What the task requires:
Show each line of the rows below that contains the string "slope", copying every such line in full.

──────── Given records ────────

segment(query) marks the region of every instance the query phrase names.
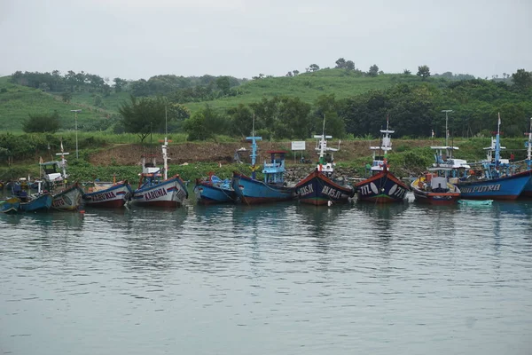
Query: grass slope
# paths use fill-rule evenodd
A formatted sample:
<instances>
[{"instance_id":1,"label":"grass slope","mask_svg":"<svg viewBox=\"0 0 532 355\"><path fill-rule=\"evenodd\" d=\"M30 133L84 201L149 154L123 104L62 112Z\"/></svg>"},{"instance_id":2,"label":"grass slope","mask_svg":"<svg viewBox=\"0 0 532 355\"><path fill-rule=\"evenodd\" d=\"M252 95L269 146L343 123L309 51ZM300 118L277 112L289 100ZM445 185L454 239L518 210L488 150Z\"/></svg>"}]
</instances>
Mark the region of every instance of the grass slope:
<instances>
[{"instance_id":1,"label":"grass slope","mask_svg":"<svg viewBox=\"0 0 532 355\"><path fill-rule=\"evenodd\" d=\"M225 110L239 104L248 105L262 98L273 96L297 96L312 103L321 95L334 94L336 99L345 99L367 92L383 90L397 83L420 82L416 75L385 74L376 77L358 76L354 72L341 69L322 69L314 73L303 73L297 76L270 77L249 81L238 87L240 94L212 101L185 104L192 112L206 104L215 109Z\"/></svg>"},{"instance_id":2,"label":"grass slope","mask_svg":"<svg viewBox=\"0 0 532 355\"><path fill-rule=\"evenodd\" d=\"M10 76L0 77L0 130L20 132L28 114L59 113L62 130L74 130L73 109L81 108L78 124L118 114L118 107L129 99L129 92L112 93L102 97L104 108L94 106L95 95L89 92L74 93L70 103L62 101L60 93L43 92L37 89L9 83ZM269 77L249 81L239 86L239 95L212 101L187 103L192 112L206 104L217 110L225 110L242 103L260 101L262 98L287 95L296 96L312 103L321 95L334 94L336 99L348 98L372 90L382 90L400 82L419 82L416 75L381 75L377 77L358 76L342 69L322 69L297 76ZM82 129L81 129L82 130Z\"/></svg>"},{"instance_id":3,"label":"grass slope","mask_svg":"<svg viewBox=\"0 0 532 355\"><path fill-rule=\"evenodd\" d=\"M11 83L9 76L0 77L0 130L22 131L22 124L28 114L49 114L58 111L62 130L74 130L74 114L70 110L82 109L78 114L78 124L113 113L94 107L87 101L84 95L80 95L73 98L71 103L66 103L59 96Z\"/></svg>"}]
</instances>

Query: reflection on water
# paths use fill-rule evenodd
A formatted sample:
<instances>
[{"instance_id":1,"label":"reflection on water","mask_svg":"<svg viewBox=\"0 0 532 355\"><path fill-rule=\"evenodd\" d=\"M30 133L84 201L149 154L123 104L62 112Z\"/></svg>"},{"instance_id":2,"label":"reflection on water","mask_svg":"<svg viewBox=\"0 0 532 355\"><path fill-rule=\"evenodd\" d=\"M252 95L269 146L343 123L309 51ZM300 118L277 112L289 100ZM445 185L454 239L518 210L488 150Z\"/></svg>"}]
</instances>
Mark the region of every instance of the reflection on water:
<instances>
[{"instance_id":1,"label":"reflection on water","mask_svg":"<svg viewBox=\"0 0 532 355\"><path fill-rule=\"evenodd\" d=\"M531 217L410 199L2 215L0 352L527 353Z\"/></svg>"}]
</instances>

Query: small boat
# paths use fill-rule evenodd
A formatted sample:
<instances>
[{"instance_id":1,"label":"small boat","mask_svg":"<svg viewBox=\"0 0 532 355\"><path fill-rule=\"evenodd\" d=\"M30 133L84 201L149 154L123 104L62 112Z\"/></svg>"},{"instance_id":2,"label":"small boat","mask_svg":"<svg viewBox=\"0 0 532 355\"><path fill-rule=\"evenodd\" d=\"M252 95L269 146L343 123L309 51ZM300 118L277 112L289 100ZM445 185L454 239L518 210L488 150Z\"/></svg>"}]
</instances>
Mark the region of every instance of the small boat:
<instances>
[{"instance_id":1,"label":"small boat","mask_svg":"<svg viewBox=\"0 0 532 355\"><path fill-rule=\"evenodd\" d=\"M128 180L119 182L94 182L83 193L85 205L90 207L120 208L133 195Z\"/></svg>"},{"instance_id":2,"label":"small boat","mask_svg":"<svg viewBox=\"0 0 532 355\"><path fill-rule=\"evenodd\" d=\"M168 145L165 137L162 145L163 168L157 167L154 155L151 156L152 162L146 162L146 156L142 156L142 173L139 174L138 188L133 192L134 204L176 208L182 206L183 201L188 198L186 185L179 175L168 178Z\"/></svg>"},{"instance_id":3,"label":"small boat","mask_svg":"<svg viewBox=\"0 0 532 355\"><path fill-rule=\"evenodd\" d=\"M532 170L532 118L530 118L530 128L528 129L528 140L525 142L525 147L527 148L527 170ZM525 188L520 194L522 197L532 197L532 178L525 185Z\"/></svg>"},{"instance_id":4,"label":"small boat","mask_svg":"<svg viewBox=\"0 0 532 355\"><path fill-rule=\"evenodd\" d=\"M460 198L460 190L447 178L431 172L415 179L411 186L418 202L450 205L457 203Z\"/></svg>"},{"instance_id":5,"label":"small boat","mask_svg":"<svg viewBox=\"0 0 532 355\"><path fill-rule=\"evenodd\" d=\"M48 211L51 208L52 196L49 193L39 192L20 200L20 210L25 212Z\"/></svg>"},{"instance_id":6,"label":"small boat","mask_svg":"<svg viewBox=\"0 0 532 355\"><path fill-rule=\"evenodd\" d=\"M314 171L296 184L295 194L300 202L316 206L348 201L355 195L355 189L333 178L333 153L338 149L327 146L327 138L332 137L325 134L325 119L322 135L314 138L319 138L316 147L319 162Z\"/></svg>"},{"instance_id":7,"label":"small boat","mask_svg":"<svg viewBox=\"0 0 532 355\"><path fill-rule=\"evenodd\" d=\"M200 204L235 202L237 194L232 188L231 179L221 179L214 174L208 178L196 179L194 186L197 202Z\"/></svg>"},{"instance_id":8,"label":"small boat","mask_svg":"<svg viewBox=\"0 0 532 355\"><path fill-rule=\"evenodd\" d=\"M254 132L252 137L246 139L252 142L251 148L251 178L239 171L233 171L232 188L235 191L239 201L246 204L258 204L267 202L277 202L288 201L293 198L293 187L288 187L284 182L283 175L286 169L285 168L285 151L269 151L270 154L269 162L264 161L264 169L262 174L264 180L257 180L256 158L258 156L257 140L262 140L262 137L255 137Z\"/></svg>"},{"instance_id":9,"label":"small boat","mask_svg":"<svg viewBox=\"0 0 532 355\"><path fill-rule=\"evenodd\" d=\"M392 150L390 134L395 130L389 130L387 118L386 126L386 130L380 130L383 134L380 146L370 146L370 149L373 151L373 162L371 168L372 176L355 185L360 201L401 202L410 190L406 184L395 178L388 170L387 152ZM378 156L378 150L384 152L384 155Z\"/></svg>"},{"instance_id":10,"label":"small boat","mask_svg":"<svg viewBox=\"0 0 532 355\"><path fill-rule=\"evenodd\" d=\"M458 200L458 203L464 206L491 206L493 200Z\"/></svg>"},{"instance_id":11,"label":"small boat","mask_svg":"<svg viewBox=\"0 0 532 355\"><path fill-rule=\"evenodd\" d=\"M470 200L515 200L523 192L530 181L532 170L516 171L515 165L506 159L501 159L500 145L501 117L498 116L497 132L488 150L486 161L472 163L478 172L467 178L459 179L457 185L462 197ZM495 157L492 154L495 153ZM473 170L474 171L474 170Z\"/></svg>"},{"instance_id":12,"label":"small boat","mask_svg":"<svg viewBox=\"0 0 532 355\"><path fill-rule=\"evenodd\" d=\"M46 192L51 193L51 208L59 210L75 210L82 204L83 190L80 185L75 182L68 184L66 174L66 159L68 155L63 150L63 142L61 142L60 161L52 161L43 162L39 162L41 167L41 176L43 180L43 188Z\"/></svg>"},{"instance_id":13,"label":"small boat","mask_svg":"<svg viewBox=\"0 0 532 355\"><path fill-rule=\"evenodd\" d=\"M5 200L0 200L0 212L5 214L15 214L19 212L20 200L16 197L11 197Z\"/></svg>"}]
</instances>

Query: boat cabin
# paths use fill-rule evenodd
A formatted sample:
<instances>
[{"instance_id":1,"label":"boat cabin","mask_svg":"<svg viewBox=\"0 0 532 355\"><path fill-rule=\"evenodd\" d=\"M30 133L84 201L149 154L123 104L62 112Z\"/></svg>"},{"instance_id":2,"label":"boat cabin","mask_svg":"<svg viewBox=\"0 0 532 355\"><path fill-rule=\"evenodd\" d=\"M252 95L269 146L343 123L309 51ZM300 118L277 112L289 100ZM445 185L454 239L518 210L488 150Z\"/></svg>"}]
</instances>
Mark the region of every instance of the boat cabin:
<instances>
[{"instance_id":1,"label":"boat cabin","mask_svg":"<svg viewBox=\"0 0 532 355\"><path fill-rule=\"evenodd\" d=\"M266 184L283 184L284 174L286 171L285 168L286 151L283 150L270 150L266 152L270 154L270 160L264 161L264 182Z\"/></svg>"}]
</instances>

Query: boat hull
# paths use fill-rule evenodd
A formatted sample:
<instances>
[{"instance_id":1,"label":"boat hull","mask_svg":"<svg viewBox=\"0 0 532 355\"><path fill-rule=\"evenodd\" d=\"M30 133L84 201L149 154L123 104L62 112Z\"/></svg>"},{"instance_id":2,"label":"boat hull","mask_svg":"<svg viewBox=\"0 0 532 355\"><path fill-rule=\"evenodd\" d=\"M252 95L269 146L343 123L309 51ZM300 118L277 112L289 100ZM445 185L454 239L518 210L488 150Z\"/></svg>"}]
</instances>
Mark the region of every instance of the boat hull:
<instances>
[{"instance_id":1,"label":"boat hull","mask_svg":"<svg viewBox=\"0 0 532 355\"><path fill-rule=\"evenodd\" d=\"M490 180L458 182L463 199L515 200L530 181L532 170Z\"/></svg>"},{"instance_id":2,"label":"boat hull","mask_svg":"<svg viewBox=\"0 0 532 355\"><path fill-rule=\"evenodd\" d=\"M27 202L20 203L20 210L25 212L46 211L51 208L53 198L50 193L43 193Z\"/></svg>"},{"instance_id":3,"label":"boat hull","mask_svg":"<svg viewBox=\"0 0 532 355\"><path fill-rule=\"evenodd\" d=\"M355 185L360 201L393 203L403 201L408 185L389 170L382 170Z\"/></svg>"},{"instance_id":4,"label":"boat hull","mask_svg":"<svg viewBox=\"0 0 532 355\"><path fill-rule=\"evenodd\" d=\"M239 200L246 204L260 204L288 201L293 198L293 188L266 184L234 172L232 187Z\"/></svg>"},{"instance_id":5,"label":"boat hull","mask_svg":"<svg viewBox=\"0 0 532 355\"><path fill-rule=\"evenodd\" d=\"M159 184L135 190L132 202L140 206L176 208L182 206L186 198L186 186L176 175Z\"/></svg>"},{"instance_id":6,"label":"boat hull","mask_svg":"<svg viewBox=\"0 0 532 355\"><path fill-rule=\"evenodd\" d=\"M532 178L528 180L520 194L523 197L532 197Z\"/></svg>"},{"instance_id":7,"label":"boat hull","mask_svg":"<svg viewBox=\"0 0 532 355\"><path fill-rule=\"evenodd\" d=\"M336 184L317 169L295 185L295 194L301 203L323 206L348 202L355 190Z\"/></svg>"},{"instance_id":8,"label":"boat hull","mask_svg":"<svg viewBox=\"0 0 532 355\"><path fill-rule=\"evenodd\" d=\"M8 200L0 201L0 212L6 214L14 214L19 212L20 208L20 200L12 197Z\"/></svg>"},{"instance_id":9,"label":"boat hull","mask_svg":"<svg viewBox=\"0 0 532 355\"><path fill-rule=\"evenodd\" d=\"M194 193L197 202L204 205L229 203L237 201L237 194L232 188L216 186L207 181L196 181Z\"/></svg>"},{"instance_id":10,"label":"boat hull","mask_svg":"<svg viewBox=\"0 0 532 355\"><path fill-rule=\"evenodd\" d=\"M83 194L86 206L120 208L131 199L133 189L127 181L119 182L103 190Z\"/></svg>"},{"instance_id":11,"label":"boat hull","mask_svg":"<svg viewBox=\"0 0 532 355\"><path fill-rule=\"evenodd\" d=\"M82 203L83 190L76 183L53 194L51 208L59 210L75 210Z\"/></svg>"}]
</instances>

────────
──────── Given records ────────

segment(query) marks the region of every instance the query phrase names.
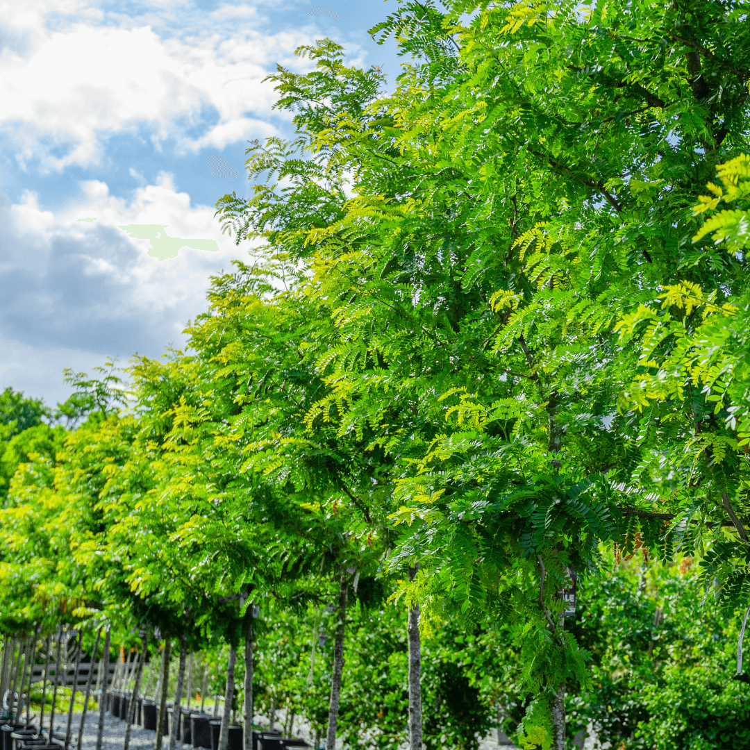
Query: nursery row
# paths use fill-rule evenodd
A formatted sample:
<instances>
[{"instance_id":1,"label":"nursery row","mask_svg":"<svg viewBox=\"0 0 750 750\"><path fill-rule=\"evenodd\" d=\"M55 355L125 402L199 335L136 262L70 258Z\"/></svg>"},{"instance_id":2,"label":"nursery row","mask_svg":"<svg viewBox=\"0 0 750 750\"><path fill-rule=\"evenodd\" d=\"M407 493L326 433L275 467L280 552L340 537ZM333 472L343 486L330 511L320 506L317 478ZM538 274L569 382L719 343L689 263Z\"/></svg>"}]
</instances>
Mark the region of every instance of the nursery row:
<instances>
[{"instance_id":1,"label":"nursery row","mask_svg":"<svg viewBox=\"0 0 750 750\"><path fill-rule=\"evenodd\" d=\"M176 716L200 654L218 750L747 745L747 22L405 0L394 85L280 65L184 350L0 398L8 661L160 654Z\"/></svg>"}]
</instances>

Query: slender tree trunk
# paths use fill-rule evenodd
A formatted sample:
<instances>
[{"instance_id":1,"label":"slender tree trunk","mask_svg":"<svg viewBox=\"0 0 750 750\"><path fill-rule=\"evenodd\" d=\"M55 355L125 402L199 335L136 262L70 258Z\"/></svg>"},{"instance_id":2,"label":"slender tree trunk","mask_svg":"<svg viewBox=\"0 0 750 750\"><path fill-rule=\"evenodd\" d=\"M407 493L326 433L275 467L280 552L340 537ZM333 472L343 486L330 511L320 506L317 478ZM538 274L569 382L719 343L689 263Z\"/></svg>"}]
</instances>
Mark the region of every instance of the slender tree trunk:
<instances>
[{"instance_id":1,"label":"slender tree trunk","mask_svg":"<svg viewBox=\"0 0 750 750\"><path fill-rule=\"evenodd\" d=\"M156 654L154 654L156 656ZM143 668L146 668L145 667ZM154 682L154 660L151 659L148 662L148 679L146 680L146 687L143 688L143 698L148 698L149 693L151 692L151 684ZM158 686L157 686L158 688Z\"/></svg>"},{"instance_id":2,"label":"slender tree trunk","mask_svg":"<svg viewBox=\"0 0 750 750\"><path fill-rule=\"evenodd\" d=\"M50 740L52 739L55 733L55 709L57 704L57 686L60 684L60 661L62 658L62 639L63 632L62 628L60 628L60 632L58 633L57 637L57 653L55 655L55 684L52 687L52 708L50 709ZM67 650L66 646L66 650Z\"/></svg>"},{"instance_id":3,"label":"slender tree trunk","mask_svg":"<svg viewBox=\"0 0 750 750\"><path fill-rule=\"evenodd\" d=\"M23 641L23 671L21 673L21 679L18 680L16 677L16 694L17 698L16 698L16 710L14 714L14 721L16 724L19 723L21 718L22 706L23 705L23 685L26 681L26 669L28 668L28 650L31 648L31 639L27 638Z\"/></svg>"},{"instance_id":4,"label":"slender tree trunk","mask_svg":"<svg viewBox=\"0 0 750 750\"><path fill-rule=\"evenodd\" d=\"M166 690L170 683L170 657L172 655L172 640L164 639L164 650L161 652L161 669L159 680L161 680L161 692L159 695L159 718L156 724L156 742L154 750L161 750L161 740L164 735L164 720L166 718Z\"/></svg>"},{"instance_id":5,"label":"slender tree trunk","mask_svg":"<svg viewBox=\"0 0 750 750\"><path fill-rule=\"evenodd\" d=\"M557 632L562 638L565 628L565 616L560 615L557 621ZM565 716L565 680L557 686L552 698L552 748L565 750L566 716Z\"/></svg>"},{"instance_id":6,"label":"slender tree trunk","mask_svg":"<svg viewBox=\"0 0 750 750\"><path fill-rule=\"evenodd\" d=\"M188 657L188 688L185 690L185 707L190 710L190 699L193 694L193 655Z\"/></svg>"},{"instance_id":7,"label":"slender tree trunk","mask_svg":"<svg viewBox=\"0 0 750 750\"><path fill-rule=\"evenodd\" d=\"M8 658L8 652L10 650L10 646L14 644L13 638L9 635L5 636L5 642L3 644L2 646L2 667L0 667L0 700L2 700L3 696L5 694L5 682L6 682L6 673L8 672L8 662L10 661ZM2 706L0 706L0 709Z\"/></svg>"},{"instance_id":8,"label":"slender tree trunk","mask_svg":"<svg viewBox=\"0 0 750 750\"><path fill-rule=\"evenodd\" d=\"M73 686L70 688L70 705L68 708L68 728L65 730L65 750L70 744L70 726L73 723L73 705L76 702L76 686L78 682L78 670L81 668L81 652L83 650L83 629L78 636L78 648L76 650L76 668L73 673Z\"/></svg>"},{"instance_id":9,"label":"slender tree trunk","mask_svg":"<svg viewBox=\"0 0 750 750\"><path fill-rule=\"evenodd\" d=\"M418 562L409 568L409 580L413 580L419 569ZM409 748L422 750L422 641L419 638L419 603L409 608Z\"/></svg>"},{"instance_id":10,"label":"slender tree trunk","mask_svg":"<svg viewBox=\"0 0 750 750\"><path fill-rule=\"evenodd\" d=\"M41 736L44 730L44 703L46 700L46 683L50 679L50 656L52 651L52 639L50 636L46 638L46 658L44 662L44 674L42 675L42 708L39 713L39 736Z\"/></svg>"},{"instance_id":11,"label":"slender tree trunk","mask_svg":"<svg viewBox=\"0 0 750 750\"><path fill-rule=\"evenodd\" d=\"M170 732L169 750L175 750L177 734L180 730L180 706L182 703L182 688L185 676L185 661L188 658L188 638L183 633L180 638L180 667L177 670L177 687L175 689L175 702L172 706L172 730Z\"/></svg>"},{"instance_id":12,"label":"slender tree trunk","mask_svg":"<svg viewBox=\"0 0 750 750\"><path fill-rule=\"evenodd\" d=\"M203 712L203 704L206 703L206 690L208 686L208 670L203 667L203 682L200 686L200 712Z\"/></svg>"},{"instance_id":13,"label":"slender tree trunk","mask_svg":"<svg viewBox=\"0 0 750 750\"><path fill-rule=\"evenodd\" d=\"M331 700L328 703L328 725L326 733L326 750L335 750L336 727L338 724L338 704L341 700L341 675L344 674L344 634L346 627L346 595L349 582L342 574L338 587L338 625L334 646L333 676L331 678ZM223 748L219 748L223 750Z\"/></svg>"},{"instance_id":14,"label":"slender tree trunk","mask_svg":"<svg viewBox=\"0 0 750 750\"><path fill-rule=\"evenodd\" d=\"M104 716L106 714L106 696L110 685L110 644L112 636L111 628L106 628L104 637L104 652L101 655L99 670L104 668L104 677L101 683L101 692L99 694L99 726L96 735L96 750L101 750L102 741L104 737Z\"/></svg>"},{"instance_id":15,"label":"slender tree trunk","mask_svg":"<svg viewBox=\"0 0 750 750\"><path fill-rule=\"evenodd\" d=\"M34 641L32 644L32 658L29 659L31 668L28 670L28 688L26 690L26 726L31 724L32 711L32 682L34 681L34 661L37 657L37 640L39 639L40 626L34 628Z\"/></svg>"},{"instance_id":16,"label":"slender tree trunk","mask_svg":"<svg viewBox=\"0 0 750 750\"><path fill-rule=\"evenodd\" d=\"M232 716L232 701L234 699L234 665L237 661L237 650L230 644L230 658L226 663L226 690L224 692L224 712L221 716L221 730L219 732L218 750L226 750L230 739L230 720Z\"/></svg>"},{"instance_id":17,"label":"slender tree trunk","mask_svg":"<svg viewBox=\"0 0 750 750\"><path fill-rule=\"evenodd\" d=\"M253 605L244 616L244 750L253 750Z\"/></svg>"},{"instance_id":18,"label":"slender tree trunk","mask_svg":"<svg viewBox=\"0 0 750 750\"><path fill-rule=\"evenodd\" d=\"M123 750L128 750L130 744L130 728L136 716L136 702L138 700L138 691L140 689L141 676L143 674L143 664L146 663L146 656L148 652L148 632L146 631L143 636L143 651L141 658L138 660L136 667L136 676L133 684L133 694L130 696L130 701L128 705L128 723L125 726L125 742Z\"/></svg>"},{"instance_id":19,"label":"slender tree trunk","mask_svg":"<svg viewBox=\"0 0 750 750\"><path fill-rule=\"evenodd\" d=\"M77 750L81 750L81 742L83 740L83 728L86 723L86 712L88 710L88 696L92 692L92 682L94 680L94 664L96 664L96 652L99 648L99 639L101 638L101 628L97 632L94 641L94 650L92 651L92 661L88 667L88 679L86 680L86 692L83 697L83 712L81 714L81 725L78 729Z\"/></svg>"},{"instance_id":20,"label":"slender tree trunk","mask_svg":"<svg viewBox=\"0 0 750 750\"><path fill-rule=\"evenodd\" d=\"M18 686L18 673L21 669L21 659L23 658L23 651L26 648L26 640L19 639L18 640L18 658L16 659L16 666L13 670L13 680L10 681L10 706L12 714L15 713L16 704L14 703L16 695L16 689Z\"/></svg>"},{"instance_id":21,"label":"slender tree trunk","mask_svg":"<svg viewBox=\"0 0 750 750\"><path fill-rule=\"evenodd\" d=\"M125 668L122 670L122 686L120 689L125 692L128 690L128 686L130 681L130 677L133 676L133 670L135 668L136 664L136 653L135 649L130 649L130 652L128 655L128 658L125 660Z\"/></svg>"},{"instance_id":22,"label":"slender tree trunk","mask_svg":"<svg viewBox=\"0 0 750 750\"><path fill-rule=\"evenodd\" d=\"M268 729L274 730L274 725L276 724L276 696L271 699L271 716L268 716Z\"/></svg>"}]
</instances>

────────

Output of the task:
Query: grass slope
[{"instance_id":1,"label":"grass slope","mask_svg":"<svg viewBox=\"0 0 532 355\"><path fill-rule=\"evenodd\" d=\"M30 133L84 201L149 154L123 104L62 112Z\"/></svg>"},{"instance_id":2,"label":"grass slope","mask_svg":"<svg viewBox=\"0 0 532 355\"><path fill-rule=\"evenodd\" d=\"M252 95L269 146L343 123L309 51ZM300 118L277 112L289 100ZM445 185L454 239L518 210L488 150Z\"/></svg>"}]
Mark the region of every instance of the grass slope:
[{"instance_id":1,"label":"grass slope","mask_svg":"<svg viewBox=\"0 0 532 355\"><path fill-rule=\"evenodd\" d=\"M225 110L239 104L248 105L262 98L273 96L297 96L312 103L321 95L334 94L336 99L345 99L367 92L383 90L397 83L420 82L416 75L385 74L376 77L358 76L354 72L341 69L322 69L314 73L303 73L297 76L270 77L249 81L238 87L240 94L212 101L185 104L192 112L206 104L215 109Z\"/></svg>"},{"instance_id":2,"label":"grass slope","mask_svg":"<svg viewBox=\"0 0 532 355\"><path fill-rule=\"evenodd\" d=\"M10 76L0 77L0 130L20 132L28 114L59 113L62 130L74 130L73 109L81 108L78 124L118 114L118 107L129 99L129 92L112 93L102 97L104 108L94 106L95 95L89 92L74 93L70 103L62 101L60 93L43 92L37 89L9 83ZM269 77L249 81L239 86L239 95L212 101L187 103L192 112L206 104L217 110L225 110L242 103L260 101L262 98L287 95L296 96L312 103L321 95L334 94L336 99L348 98L372 90L382 90L400 82L419 82L416 75L381 75L377 77L358 76L342 69L322 69L297 76ZM82 129L81 129L82 130Z\"/></svg>"},{"instance_id":3,"label":"grass slope","mask_svg":"<svg viewBox=\"0 0 532 355\"><path fill-rule=\"evenodd\" d=\"M11 83L9 76L0 77L0 130L22 131L22 124L28 114L49 114L58 111L62 130L74 130L74 114L70 110L82 109L78 114L78 124L113 113L94 107L87 101L84 95L80 95L73 98L71 103L66 103L59 96Z\"/></svg>"}]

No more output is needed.